◆ **SELECTED TEXT**
*** Block opens ***
Chủ Nhật, 5 tháng 6, 2011

Let's Make a Deal

For the first two years of Barack Obama's presidency, Mitch McConnell never got a phone call from the White House. Instead, he sat in his office on the second floor of the Capitol and plotted Obama's political demise. Now, ask the Senate Republican leader when he last spoke to Vice President Joe Biden, and he lets out a laugh, his golden presidential-seal cuff links — a gift from George W. Bush — flashing as his hands go to his face. "Today," he says.
After a few months on the sidelines of the endless budget battles, McConnell is back at the table. A White House that has long ignored him knows that any grand bargain on the budget and the debt limit won't pass without his O.K. McConnell knows that too, and he has stepped out in recent weeks to argue that his renewed support in the Biden-run debt talks makes all things possible. "Divided government is the only government that can do transformational, difficult things," he says in an interview. And what about the defeat of Obama, something he named as his top priority earlier this year? "That's next year," he says. "The question this year is, What are we going to do for the country?" (Barack Obama and Mitch McConnell: Washington's Odd Couple.)
*** Block closes ***
◆ **EXTRACTED INFORMATION**
*** Block opens ***
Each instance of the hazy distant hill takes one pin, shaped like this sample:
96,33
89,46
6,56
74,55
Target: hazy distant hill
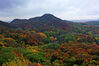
45,22
93,23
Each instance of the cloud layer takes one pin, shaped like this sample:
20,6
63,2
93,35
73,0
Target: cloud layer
65,9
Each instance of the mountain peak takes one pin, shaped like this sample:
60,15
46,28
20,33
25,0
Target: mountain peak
50,15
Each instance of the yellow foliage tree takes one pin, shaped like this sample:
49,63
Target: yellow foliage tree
42,35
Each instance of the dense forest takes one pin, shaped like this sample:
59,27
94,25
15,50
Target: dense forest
49,41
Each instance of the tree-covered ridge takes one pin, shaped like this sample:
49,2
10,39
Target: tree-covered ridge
77,45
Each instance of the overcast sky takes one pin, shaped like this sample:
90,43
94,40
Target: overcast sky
65,9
*** Block closes ***
◆ **EXERCISES**
(A) In the article about Mitch McConnell, who gave him his golden presidential-seal cuff links?
(B) In the McConnell article, rewrite everything from "After a few" down to "Washington's Odd Couple.)", changing "sidelines" to "bench".
(C) Extend the article about Mitch McConnell beyond its final sentence.
The lines have nothing to do with the article.

◆ **EXERCISE ANSWERS**
(A) George W. Bush.

(B)
After a few months on the bench of the endless budget battles, McConnell is back at the table. A White House that has long ignored him knows that any grand bargain on the budget and the debt limit won't pass without his O.K. McConnell knows that too, and he has stepped out in recent weeks to argue that his renewed support in the Biden-run debt talks makes all things possible. "Divided government is the only government that can do transformational, difficult things," he says in an interview. And what about the defeat of Obama, something he named as his top priority earlier this year? "That's next year," he says. "The question this year is, What are we going to do for the country?" (Barack Obama and Mitch McConnell: Washington's Odd Couple.)

(C)
Since Obama's election, McConnell has mostly treated compromise like a dirty word, derailing his GOP colleagues when they tried to bargain with Democrats. During the 2009 health care debate, he reportedly threatened to boot Iowa's Chuck Grassley from his Judiciary Committee slot if Grassley endorsed the Obama-backed reform bill. (Neither Senator will confirm or deny this.) Last year, McConnell pressured South Carolina Republican Lindsey Graham to abandon bipartisan collaboration on climate change and immigration. And McConnell undid months of work by top Senate appropriators on the 2011 budget and imposed a three-month freeze on the White House instead. "He doesn't twist arms so much as he reminds you how unhappy others will be if you go down this path — how hard it'll be — and the importance of sticking together," says Maine Senator Olympia Snowe, a moderate Republican.
It was the same story this spring, when it became obvious that McConnell wasn't enthusiastic about deficit-reduction talks by a bipartisan Gang of Six Senators — three from each party — who'd been working for months on a grand fiscal bargain. On May 10, McConnell made it clear that the only talks that counted were the ones that involved Biden, and through Biden, McConnell. A week later, the Gang of Six fell apart.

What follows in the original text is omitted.